Your goal ::
Can you copy the lines from the one that contains "athletic sock in the picture above?" through the end of the material below, exactly and with nothing else?

Dataset content ::
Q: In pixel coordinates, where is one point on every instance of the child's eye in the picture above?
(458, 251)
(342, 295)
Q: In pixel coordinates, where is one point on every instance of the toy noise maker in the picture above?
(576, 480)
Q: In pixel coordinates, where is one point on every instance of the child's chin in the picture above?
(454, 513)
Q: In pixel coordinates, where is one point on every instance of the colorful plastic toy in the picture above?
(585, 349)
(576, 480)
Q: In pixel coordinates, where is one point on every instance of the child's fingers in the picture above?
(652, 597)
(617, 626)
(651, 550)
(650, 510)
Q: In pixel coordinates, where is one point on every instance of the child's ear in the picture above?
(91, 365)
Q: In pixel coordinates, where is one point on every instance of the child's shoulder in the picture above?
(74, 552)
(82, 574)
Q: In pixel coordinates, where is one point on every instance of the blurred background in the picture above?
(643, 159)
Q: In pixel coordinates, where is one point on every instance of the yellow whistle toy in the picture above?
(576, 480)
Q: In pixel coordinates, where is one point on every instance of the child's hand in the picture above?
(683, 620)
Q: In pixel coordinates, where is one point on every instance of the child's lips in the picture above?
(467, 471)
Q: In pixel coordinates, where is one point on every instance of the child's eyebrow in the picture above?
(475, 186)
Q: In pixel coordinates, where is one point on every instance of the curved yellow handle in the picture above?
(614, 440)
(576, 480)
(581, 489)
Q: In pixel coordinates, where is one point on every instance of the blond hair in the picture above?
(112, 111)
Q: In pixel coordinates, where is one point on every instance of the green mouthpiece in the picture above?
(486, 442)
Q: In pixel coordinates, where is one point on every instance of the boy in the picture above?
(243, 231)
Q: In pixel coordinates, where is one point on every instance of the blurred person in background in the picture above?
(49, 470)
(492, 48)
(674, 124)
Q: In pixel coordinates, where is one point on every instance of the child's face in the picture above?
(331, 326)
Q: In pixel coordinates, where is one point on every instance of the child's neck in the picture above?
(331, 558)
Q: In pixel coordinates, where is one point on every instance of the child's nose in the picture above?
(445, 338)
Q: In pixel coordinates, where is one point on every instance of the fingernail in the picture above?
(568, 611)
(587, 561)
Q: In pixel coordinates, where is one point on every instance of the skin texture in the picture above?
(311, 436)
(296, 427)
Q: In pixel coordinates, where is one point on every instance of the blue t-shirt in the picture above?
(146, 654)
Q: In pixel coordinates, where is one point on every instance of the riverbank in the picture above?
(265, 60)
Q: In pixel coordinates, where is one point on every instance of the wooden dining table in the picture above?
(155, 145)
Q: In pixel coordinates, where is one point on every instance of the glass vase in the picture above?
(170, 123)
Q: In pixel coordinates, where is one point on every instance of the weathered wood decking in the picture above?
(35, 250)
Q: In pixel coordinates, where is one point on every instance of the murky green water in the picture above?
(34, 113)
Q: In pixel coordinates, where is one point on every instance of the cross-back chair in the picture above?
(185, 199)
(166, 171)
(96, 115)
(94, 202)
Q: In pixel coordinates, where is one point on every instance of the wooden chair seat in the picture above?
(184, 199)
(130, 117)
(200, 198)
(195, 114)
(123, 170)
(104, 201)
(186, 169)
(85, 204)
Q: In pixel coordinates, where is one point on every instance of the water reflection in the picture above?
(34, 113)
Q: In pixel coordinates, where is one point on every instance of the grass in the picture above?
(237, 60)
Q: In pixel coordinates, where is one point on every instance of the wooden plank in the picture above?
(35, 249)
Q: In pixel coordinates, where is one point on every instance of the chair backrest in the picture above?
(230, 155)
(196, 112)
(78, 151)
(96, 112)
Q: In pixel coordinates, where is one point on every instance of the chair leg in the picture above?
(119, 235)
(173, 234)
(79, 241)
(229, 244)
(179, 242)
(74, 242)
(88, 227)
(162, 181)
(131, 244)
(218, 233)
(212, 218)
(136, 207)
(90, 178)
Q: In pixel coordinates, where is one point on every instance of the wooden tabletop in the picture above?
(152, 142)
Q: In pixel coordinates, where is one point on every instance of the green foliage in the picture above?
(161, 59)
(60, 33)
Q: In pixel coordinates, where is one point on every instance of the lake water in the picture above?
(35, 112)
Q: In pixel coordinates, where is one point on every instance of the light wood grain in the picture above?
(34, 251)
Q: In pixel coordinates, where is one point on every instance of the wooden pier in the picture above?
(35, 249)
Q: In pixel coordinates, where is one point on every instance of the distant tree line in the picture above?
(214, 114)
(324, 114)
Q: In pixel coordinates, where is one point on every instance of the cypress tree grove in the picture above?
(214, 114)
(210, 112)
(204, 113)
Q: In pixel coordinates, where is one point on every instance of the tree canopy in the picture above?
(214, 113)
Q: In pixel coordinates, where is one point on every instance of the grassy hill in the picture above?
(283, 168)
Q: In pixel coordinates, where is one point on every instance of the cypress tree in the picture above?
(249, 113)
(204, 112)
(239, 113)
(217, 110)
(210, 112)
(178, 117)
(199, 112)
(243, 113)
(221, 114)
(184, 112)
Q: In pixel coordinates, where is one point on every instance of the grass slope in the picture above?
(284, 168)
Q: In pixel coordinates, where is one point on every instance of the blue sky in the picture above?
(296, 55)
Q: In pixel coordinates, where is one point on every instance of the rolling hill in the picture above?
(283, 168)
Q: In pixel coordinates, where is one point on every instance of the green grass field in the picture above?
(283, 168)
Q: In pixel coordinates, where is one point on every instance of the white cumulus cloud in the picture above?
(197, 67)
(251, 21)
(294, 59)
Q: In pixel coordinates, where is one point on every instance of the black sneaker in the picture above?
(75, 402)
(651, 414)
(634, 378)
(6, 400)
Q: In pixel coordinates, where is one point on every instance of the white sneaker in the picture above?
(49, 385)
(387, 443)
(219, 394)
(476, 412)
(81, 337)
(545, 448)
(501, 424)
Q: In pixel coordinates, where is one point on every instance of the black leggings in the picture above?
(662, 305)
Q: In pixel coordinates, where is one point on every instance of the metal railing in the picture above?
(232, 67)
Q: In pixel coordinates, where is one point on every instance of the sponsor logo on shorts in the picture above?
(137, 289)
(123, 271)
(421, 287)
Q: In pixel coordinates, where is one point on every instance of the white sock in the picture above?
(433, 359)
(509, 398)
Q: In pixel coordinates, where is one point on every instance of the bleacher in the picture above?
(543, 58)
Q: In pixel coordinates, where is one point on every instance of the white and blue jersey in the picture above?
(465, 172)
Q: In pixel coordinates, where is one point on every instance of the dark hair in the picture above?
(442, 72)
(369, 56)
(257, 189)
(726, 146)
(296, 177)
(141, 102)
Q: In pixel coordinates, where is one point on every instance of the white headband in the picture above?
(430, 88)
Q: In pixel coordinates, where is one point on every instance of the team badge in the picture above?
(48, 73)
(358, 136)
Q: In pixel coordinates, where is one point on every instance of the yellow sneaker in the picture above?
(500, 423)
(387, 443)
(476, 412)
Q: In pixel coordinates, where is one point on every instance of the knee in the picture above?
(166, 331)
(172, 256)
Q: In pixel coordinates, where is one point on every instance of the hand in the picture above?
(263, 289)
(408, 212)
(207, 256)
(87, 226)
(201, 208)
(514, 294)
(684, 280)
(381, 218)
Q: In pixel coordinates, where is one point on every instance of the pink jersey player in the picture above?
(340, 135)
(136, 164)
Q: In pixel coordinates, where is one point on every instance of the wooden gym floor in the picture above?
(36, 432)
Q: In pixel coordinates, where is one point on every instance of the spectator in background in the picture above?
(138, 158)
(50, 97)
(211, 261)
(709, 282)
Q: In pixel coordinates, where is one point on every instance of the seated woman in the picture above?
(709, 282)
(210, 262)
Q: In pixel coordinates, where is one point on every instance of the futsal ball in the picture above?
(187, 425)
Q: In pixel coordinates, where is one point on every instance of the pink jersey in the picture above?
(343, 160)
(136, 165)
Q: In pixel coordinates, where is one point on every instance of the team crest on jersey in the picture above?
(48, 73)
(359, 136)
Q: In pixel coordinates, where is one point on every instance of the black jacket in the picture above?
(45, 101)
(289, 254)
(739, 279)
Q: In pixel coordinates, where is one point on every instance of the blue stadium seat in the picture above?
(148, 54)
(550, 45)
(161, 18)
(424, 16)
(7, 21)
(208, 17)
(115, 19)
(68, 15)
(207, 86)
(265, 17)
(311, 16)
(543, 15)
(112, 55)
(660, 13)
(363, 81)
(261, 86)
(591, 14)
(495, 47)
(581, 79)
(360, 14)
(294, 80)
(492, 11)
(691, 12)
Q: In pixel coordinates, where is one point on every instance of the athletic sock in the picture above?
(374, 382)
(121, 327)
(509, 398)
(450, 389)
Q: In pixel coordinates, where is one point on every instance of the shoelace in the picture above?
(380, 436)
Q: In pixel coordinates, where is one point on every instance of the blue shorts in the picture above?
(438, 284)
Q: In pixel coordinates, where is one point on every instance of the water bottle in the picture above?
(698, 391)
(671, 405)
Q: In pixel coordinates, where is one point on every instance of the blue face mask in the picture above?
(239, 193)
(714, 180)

Response to this task ::
Q: In pixel coordinates, where is one point on every instance of the athletic sock in the picture above?
(374, 382)
(121, 327)
(509, 398)
(450, 389)
Q: In pixel coordinates, where is one point on every instance of the shoelace in the picture above?
(380, 436)
Q: In pixel coordinates, where is one point on every instance of the blue shorts in the picture above?
(438, 284)
Q: In pixel coordinates, where is one point on every instance of the water bottle in the picture above?
(698, 391)
(671, 405)
Q: In pixel coordinates, where is one point on every instance of the blue face mask in the picture above?
(239, 193)
(714, 180)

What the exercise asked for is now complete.